Segment Start: Material provided

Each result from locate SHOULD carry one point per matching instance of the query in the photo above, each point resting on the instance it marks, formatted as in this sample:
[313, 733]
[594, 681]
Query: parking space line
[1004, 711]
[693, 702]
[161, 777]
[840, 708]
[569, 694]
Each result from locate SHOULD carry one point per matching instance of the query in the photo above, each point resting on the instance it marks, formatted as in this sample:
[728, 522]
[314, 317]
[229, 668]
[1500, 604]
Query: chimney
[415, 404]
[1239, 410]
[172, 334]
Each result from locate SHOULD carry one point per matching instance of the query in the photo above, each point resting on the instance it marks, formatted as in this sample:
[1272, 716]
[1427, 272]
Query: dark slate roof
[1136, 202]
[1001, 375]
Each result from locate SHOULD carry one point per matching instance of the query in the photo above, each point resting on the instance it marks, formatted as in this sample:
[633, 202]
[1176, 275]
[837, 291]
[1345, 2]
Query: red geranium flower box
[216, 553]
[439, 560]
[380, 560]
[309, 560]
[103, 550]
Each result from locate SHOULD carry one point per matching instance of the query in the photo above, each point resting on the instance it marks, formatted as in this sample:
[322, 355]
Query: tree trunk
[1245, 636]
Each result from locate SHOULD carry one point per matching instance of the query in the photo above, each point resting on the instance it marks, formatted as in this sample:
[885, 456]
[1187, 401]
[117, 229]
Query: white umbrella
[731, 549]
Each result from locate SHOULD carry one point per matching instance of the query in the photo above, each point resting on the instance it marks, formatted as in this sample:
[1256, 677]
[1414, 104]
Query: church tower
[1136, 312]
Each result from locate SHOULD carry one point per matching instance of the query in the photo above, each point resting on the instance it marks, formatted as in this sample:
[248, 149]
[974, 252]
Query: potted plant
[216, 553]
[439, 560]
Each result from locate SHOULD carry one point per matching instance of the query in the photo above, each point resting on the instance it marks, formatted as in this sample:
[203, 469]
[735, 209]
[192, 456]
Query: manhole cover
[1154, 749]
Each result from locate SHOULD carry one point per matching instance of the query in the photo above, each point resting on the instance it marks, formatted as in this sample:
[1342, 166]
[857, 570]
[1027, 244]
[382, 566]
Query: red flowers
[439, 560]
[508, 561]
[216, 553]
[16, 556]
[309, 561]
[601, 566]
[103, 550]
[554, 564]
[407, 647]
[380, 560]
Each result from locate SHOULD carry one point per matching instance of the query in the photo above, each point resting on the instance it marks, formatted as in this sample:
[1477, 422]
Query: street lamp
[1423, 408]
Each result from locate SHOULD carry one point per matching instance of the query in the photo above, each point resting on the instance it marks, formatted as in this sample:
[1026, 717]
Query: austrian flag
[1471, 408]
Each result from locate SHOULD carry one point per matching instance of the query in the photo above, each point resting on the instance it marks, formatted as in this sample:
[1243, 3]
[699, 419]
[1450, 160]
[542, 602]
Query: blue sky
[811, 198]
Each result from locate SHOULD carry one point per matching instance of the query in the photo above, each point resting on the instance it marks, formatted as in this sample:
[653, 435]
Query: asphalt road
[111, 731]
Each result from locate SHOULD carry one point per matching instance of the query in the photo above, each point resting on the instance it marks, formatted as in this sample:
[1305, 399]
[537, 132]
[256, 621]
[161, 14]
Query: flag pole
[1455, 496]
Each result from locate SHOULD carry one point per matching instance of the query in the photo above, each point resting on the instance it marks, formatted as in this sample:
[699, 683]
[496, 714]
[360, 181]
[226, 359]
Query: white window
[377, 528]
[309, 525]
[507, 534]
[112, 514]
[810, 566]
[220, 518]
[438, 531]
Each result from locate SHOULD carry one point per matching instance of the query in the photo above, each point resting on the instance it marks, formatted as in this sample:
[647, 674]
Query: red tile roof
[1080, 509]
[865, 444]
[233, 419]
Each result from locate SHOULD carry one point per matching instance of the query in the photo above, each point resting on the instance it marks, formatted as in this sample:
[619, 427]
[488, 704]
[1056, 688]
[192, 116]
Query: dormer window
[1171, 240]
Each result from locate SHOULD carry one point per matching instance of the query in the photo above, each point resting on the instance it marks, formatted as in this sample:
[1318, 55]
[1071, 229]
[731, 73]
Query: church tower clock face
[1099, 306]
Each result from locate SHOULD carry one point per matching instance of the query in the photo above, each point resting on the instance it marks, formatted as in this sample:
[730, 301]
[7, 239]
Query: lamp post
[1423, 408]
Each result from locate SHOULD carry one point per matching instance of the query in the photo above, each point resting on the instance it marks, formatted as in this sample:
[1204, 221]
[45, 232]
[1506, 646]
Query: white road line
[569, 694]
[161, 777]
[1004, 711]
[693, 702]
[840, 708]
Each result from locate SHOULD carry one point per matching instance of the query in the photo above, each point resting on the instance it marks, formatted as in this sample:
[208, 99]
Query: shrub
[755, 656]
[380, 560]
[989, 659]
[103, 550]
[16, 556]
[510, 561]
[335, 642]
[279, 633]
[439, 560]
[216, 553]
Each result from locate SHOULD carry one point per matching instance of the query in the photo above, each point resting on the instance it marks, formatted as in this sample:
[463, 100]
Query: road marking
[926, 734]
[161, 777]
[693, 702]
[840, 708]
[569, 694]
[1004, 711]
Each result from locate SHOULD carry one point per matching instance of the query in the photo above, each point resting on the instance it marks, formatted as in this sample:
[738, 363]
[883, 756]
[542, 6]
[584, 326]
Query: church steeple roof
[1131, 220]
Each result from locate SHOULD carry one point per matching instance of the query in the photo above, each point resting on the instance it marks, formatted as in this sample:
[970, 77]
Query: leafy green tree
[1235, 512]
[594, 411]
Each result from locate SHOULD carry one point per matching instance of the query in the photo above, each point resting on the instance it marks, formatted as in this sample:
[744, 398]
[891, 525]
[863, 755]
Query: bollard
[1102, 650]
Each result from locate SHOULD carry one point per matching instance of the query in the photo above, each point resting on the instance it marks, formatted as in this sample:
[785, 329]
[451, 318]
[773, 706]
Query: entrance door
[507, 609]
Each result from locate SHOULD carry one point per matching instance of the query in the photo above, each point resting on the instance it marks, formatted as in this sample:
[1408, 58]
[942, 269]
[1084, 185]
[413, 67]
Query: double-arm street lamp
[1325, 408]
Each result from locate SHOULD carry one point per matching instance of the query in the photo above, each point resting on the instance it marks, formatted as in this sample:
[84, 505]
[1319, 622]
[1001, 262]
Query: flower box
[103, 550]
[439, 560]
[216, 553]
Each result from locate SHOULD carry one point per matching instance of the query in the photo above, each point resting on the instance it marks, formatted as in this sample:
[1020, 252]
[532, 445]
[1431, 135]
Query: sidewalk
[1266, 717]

Segment End: Material provided

*Exercise directions:* The answer must be a word-for-word restatement of the records.

*Result for this task:*
Each result from locate SHOULD carry one point per matching instance of the query in the photo above, each point resting on the instance it marks, formatted as in this sample:
[313, 733]
[594, 681]
Query: parking space line
[1004, 711]
[693, 702]
[161, 777]
[840, 708]
[569, 694]
Each result from locate SHOULD carry one point per matching instance of the query in the photo above, each point resting on the instance it marks, formatted as in this sample:
[728, 522]
[314, 317]
[229, 668]
[1500, 604]
Query: chimney
[415, 404]
[1239, 410]
[172, 334]
Each result from locate SHOULD carry one point per matching instance of the query in the photo above, each point resting on the instance it marks, formatted as in this sample:
[1272, 716]
[1427, 272]
Query: dark slate roof
[1136, 202]
[1001, 375]
Each result from locate SHOULD carry one point per matching instance of the query in the photo above, each point resting on the instance it marks, formatted as in this sample:
[633, 202]
[1176, 275]
[837, 291]
[1345, 2]
Query: red geranium flower box
[216, 553]
[439, 560]
[380, 560]
[309, 560]
[103, 550]
Each result from locate SHOULD carry one point per matching instance of the query in the photo above, each point resting on the instance it marks, formatted as in this sample:
[322, 355]
Query: tree trunk
[1245, 636]
Each result from locate SHOULD carry one point per matching instance of the query in the photo above, each point resting on the instance it marks, formatted as in this sample:
[885, 456]
[1187, 401]
[117, 229]
Query: white umbrella
[731, 549]
Each result from locate SHOULD carry one point per matching instance of the query in the photo above, each point resting on the instance it marks, formatted as in this sample:
[1256, 677]
[1414, 104]
Query: church tower
[1136, 312]
Each result from locate SHOULD carry one point per matching instance of the query in the photo above, each point resting on the instance it marks, formatted as in this sample:
[248, 149]
[974, 252]
Query: potted plant
[216, 553]
[439, 560]
Each result from locate SHOULD carry one point per matching instance of the query in the photo above, each point resting on the instance it marks, formatted as in this sample:
[203, 469]
[735, 209]
[192, 456]
Query: manhole cover
[1154, 749]
Each result from locate SHOULD carry one point per matching instance of the query in the photo above, each point resting on the instance it marks, formatted as in this sample:
[1342, 166]
[857, 570]
[1027, 244]
[382, 566]
Query: red flowers
[439, 560]
[508, 561]
[216, 553]
[16, 556]
[309, 561]
[601, 566]
[103, 550]
[554, 564]
[407, 647]
[380, 560]
Each result from locate SHOULD carry one point per matching instance of the query in the photo above, each point resting on the instance it marks, formatted as in this sample:
[1477, 422]
Query: street lamp
[1423, 408]
Each result from locate SHOULD carry one point per matching instance of the query in the photo above, each point resting on the instance it marks, formatted as in this sample:
[1026, 717]
Query: austrian flag
[1471, 408]
Each result from locate SHOULD carry one point per matching instance of the query in the photo above, each point resting on the instance it marks, formatted as in this sample:
[1243, 3]
[699, 419]
[1450, 160]
[542, 602]
Query: blue sky
[811, 198]
Each result from locate SHOULD carry one point per matching instance of the query in the photo above, each point resting on the instance it marks, formatted as in this sample:
[653, 435]
Query: asphalt road
[111, 731]
Each result from locate SHOULD carry one point per matching instance of the query in the photo above, each point resting on the instance it marks, formatted as in this sample:
[1305, 399]
[537, 132]
[256, 621]
[161, 14]
Query: flag pole
[1455, 496]
Each result from locate SHOULD carry one point per matching instance of the query in the photo above, each point resting on the instance it marks, formatted as in this sample:
[699, 683]
[496, 714]
[360, 181]
[226, 359]
Query: white window
[377, 528]
[309, 525]
[507, 534]
[112, 514]
[810, 566]
[220, 518]
[438, 531]
Each result from locate SHOULD carry one point per matching instance of the query in the photo above, each point resting on the instance it marks, formatted as in this sample:
[647, 674]
Query: red tile roof
[1080, 509]
[865, 444]
[233, 419]
Each result from locate SHOULD carry one point per matching instance of the query in the photo above, each point resting on the instance it marks, formatted as in this sample:
[619, 427]
[488, 704]
[1056, 688]
[192, 116]
Query: dormer window
[1171, 240]
Each result from locate SHOULD carry one point per matching instance of the query in the photo above, each point resting on the instance it marks, formatted as in this sample:
[1318, 55]
[1071, 229]
[731, 73]
Query: church tower clock face
[1099, 306]
Each result from locate SHOULD carry one point per matching instance of the query in the photo above, each point resting on the instance it marks, formatted as in this sample:
[730, 301]
[7, 239]
Query: lamp post
[1423, 408]
Each result from locate SHOULD carry one point per matching instance of the query in the photo above, each point resting on the instance it marks, formatted as in this sample:
[1204, 221]
[45, 232]
[1506, 646]
Query: white road line
[569, 694]
[161, 777]
[1004, 711]
[693, 702]
[840, 708]
Each result from locate SHOULD carry one point per matching instance of the query in the photo above, each point resting on the instance it marks, formatted as in this sample:
[208, 99]
Query: shrub
[755, 656]
[380, 560]
[989, 659]
[103, 550]
[16, 556]
[510, 561]
[335, 642]
[279, 633]
[439, 560]
[216, 553]
Each result from locate SHOULD carry one point per matching instance of the query in the photo above, each point resting on the instance it marks, formatted as in this sample:
[463, 100]
Query: road marking
[926, 734]
[161, 777]
[693, 702]
[840, 708]
[569, 694]
[1004, 711]
Each result from locate SHOULD carry one point per matching instance of the query in the photo above, each point resting on the instance it marks, formatted as in this sample:
[738, 363]
[883, 756]
[542, 6]
[584, 326]
Query: church steeple roof
[1131, 220]
Each result from locate SHOULD carry one point per matching instance of the query in the photo above, each point resting on the instance it marks, formatted as in this sample:
[970, 77]
Query: leafy green tree
[1235, 512]
[594, 411]
Each result from locate SHOULD carry one point per matching instance of the query in the photo above, each point resting on the instance it marks, formatted as in this sample:
[744, 398]
[891, 525]
[863, 755]
Query: bollard
[1102, 650]
Each result from locate SHOULD carry one point per matching instance of the query in the photo above, each point resting on the instance it marks, formatted as in this sample:
[785, 329]
[451, 318]
[773, 706]
Query: entrance door
[507, 609]
Each result from locate SHOULD carry one point per matching instance of the query in the photo above, each point resting on the instance it marks, formatted as in this sample:
[1408, 58]
[942, 269]
[1084, 185]
[413, 67]
Query: double-arm street lamp
[1325, 408]
Each result from locate SHOULD carry one point per matching instance of the query in the photo above, each point resting on the instance it marks, formatted as in this sample:
[84, 505]
[1319, 622]
[1001, 262]
Query: flower box
[103, 550]
[439, 560]
[216, 553]
Each result from locate SHOULD carry one point per matching instance of the query in the photo above, each point resting on the instance it marks, formatted as in this sample:
[1020, 252]
[532, 445]
[1431, 135]
Query: sidewalk
[1266, 717]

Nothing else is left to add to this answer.